● **What is required**
Replace "box" with "bounding box" in the lines that begin at the one containing "For each <instance>, the" and stop after the one containing "positive clicks: (525, 305) (441, 356)", and return only those lines with nothing else changed.

Start of Input records

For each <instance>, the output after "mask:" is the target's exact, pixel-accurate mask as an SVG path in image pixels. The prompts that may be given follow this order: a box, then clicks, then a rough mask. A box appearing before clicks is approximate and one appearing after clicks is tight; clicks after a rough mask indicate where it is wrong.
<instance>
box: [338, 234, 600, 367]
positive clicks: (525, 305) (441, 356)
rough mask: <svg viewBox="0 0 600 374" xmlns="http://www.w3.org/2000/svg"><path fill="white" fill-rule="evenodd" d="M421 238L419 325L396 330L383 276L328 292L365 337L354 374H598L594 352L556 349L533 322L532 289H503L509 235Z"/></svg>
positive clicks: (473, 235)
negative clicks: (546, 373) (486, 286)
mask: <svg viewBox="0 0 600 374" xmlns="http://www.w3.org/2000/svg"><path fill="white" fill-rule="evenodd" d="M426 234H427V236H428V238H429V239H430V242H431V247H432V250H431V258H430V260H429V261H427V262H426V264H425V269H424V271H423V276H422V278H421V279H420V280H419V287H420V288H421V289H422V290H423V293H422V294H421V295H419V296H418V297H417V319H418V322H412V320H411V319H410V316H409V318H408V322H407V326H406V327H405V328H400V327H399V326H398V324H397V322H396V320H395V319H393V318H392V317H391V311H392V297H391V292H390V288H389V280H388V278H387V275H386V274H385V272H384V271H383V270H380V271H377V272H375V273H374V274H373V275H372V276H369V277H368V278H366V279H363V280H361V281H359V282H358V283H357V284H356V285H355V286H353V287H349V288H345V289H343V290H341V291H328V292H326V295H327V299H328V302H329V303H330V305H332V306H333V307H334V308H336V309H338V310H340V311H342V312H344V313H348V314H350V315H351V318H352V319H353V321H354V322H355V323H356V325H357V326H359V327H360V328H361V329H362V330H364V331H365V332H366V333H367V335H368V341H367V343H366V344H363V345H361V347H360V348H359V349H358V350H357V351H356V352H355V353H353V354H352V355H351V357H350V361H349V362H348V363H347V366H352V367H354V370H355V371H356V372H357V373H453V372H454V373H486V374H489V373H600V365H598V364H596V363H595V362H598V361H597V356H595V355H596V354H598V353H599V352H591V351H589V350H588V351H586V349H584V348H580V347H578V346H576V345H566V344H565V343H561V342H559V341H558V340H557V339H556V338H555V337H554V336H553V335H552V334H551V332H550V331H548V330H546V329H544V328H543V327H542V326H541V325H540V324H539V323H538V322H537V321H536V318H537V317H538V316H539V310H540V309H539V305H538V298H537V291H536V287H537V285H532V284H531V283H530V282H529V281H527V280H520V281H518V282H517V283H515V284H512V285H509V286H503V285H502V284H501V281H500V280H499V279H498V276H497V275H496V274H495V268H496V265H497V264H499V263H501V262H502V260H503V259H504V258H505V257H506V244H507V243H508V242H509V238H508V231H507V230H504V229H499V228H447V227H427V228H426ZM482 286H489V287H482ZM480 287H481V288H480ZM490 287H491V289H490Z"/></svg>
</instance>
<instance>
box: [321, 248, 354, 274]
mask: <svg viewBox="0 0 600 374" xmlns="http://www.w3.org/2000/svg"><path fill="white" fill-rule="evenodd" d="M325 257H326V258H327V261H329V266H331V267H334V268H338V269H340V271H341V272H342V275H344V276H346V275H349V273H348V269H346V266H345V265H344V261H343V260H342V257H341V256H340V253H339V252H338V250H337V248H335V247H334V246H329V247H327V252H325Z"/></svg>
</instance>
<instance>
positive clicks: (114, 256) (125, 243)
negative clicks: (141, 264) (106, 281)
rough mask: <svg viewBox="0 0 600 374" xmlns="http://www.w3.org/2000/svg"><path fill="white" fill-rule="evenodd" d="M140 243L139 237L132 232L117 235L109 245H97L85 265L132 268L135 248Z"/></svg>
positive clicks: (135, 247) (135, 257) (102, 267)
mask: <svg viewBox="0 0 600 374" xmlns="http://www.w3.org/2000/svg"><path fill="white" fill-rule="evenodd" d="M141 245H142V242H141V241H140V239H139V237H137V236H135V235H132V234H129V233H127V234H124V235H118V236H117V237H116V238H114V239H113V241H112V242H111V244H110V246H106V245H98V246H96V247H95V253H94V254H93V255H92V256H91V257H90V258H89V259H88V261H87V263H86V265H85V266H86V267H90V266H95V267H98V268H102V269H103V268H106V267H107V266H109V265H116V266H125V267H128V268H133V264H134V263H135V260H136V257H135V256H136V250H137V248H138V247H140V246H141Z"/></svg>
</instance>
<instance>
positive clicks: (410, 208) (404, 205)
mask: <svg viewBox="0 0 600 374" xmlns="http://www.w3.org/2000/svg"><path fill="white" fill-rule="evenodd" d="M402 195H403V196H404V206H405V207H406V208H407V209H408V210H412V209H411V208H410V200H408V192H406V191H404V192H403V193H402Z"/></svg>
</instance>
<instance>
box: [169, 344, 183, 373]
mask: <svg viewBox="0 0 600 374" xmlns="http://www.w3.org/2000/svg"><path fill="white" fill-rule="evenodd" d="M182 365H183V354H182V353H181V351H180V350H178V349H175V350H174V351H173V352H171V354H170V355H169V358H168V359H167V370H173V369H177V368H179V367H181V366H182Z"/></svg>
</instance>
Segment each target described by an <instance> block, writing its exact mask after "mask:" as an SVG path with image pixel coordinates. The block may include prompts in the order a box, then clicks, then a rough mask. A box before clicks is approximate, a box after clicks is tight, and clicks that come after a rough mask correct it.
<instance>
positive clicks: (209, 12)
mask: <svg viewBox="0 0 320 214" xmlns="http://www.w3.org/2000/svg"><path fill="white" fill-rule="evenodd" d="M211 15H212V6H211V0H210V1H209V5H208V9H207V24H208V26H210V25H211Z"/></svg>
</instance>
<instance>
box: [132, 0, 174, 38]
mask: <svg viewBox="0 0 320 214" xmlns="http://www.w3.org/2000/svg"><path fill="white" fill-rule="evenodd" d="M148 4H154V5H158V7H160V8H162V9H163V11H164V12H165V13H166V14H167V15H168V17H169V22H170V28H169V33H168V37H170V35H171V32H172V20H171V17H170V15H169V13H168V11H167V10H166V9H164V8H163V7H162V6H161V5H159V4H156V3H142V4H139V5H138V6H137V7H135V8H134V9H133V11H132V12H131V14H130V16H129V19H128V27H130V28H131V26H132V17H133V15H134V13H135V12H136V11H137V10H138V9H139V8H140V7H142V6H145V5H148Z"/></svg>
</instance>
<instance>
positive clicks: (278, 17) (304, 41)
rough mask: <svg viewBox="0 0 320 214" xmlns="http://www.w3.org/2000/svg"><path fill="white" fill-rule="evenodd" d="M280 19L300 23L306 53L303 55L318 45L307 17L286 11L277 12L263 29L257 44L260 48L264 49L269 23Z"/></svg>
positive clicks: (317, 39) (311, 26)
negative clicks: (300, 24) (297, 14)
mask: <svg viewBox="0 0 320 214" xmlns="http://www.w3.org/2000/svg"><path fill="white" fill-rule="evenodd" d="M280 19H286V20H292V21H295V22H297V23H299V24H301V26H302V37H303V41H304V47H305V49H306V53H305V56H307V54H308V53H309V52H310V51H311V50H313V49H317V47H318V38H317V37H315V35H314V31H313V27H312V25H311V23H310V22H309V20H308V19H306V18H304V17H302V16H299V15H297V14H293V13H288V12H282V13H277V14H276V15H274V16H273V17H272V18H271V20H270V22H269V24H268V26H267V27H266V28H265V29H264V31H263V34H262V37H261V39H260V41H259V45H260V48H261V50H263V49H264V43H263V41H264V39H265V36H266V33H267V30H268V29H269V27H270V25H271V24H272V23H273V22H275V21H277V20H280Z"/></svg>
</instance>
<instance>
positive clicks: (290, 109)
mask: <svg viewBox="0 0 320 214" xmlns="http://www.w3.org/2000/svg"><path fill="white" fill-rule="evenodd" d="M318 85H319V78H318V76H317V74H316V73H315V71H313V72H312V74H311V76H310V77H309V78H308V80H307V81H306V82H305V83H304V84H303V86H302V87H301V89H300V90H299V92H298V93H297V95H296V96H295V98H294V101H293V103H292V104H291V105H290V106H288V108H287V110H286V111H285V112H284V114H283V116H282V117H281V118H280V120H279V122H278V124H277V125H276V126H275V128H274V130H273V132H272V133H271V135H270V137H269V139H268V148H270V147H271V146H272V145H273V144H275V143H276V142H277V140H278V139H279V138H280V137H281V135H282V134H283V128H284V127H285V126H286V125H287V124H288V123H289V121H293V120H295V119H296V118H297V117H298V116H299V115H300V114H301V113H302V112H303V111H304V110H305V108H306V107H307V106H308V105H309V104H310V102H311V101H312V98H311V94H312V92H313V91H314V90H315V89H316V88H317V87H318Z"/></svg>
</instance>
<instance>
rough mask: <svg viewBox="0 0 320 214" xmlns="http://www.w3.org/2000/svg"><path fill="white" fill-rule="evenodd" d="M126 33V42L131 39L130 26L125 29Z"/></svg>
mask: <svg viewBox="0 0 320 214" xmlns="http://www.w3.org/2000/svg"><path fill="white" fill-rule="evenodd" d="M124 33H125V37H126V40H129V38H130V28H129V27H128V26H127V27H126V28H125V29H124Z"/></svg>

End of Input records
Start of Input records

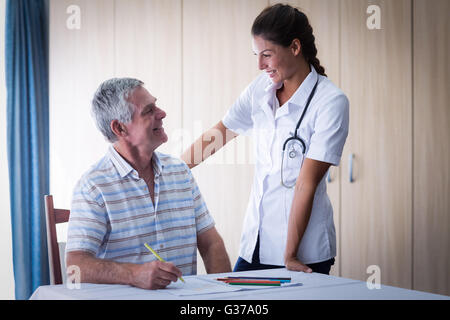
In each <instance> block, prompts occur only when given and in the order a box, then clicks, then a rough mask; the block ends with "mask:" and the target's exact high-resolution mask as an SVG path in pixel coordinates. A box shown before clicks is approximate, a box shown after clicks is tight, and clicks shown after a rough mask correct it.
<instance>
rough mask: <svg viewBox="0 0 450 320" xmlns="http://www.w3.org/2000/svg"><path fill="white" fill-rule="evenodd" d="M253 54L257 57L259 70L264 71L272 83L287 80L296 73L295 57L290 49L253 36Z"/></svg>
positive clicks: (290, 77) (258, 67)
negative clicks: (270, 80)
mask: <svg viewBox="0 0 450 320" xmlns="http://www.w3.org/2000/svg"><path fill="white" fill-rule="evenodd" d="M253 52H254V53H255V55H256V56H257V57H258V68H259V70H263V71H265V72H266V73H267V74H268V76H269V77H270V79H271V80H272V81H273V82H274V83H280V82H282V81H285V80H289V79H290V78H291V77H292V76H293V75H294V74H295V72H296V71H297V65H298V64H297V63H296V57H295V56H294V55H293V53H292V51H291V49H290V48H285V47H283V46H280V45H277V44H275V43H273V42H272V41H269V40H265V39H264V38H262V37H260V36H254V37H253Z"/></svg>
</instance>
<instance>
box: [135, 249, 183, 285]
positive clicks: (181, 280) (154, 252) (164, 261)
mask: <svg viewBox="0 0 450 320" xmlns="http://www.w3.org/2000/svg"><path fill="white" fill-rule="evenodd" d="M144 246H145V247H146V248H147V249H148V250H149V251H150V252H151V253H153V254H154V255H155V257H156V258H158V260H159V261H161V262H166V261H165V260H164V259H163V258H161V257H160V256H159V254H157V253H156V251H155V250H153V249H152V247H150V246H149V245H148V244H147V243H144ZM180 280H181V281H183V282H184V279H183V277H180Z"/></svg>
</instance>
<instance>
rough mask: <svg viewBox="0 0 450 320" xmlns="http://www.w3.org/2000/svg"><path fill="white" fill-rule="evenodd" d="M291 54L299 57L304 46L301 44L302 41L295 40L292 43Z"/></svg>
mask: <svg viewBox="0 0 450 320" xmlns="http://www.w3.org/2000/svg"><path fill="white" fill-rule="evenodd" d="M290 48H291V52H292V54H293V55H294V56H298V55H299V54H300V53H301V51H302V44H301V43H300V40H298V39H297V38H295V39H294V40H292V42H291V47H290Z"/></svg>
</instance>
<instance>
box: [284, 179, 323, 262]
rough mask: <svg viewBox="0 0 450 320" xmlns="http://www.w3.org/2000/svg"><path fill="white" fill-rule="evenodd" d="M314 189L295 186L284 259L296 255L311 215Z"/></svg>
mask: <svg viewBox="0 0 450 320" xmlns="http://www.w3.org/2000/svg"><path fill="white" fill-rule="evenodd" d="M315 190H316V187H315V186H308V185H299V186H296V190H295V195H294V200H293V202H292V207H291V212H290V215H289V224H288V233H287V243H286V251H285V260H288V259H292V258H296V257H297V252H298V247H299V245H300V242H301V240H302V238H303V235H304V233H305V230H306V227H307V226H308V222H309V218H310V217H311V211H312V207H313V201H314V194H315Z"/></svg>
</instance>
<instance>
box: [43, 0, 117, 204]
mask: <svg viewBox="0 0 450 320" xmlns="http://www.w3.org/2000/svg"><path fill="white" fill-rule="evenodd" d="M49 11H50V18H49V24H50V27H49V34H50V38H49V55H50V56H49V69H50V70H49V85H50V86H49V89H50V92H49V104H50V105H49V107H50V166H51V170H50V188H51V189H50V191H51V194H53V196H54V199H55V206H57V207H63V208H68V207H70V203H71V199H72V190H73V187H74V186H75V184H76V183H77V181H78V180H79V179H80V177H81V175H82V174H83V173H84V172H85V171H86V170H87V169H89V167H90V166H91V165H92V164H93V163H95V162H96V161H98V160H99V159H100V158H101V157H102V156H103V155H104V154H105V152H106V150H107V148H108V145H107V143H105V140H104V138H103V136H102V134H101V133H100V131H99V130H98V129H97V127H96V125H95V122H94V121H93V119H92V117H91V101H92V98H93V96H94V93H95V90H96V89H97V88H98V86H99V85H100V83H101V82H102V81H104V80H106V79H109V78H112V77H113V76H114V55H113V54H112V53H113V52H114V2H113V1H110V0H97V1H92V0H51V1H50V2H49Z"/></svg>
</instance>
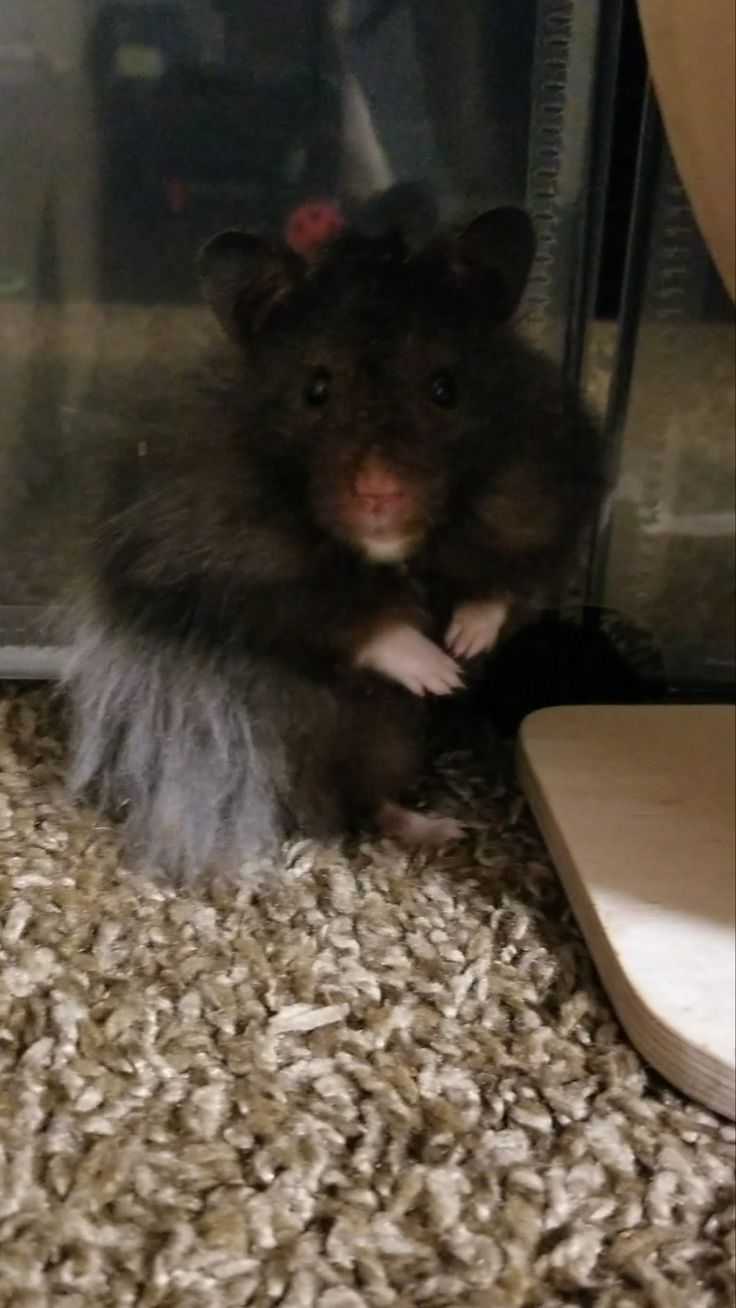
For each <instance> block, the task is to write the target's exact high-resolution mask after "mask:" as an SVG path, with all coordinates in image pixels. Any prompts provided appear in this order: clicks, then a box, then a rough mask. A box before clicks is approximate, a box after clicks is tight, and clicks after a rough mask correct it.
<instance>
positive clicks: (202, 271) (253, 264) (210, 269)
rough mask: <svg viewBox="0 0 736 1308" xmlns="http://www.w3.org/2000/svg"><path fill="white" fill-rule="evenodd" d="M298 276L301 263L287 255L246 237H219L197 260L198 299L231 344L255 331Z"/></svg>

End of Input records

● **Result of the task**
For each <instance>, the output after "mask:" is the target's exact, pixel-accurate mask as an SVG path in image pixels. The prompts that may be given follow this order: a bounding box, then clicks, then a rough mask. A bounding box appearing before clicks is approximate and one appearing after clicks is tight; clicks after a rough mask indicate where it is wrong.
<instance>
bounding box: [338, 234, 600, 367]
positive clicks: (525, 305) (441, 356)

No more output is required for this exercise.